→ Source passage
= Beginning of Section =
3 provisions to expect from the AI executive order
As mentioned, the Biden administration is rumored to roll out a broad-sweeping plan that ensures that AI companies are being regulated.
Here are three mandates we’re expecting to hear from the White House next week:
- Advanced AI models will be required to “undergo assessments” before federal workers can use them, according to The Washington Post.
- AI companies must use cloud computing to track users employing vast computing power that may weaponize the technology, according to Politico.
In other words, the U.S government’s purchasing power for national security and cybersecurity consumer protection could shape the development of AI technologies. Guidelines and external security assessments are expected to be managed by the National Institute of Standards and Technology.
- The executive order, according to The Washington Post, is expected to “ease immigration barriers for highly skilled workers” to facilitate the White House’s goals of accelerating U.S. tech development efforts.
Since OpenAI’s ChatGPT kicked off a frenzy in November 2022, one of the major themes of the generative AI conversation is the duality of fear and hype. Even AI leaders like OpenAI CEO Sam Altman have expressed concern for generative AI’s risks. Issues like spreading deepfakes/misinformation, enabling cyber attacks, using people’s data without consent, and putting workers out of jobs due to automation.
But generative AI also holds promise for improving health and wellbeing, streamlining work across a variety of industries, and gaining a global competitive edge. For this reason, the executive order needs to walk a fine line between mitigating the potential harms of AI and fostering a competitive market.
The order was first mentioned by the Biden-Harris administration in July as part of an announcement securing voluntary commitments from top AI companies to “uphold the highest standards to ensure that innovation doesn’t come at the expense of Americans’ rights and safety.” It was referenced again in September when the White House announced commitments from eight more companies.
In total, 15 companies have committed to cooperating with the administration including, Google, Microsoft, Meta, Amazon, OpenAI, Palantir, Adobe, and Nvidia.
Congress has been working on bipartisan legislation to regulate AI, but progress has been slow compared to the European Union’s AI Act, the draft of which was approved by European Parliament back in June. Sen. Chuck Schumer, D-NY is leading an ongoing closed-door “AI Insight Forum” that includes top AI executives, scientists, and ethicists.
While promising that AI regulation is a priority, the efforts have been criticized for including too many voices from tech leaders lobbying for their own interests and being held in private.
In addition to Schumer’s forum, Sens. Richard Blumenthal, D-CT and Josh Hawley, R-MO announced bipartisan framework, or blueprint for legislating AI laws, similar to the EU’s AI Act. But the Biden administration’s executive order might be enough pressure on Congress to speed things up.
= End of Section =
→ What you need to do
a) From the article on the AI executive order, print the passage that starts at the words "The order was" and ends after the words "scientists, and ethicists.".
b) According to the article on the AI executive order, which agency is expected to manage guidelines and external security assessments?
Rely only on the AI executive order article above for what follows.

→ Stored data entries
= Beginning of Section =
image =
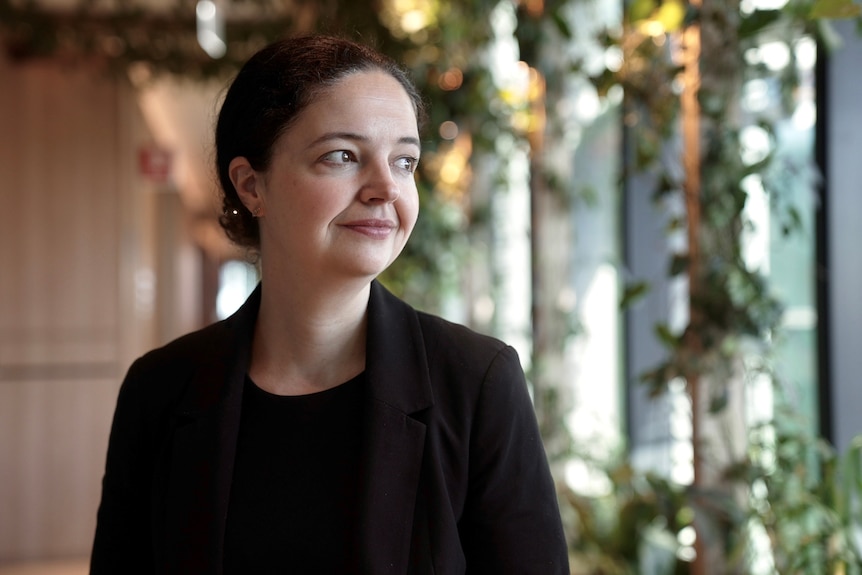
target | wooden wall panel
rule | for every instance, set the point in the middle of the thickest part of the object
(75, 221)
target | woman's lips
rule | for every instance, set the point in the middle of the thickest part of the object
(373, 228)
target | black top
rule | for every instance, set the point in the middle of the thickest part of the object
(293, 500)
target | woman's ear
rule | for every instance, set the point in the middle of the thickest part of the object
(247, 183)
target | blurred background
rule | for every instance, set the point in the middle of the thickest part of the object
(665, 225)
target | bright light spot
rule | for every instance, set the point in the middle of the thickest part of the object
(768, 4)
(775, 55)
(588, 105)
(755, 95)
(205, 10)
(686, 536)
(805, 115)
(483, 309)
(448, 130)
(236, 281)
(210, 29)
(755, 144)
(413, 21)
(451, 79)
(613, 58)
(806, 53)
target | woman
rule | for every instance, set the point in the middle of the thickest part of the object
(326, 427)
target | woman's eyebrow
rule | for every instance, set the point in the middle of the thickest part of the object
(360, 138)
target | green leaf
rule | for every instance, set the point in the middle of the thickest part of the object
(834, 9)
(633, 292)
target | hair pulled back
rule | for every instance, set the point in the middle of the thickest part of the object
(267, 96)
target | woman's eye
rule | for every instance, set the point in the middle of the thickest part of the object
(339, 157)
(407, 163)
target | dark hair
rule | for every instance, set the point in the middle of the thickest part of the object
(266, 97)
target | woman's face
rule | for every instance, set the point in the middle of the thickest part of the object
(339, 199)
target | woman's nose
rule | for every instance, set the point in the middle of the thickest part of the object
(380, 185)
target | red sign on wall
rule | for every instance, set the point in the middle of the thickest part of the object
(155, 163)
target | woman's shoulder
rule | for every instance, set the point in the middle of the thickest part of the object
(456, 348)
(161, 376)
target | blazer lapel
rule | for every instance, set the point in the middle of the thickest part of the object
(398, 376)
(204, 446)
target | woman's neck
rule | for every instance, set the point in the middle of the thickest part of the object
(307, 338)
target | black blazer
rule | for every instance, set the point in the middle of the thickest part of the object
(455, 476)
= End of Section =
→ Task solutions
a)
The order was first mentioned by the Biden-Harris administration in July as part of an announcement securing voluntary commitments from top AI companies to “uphold the highest standards to ensure that innovation doesn’t come at the expense of Americans’ rights and safety.” It was referenced again in September when the White House announced commitments from eight more companies.
In total, 15 companies have committed to cooperating with the administration including, Google, Microsoft, Meta, Amazon, OpenAI, Palantir, Adobe, and Nvidia.
Congress has been working on bipartisan legislation to regulate AI, but progress has been slow compared to the European Union’s AI Act, the draft of which was approved by European Parliament back in June. Sen. Chuck Schumer, D-NY is leading an ongoing closed-door “AI Insight Forum” that includes top AI executives, scientists, and ethicists.

b) The National Institute of Standards and Technology.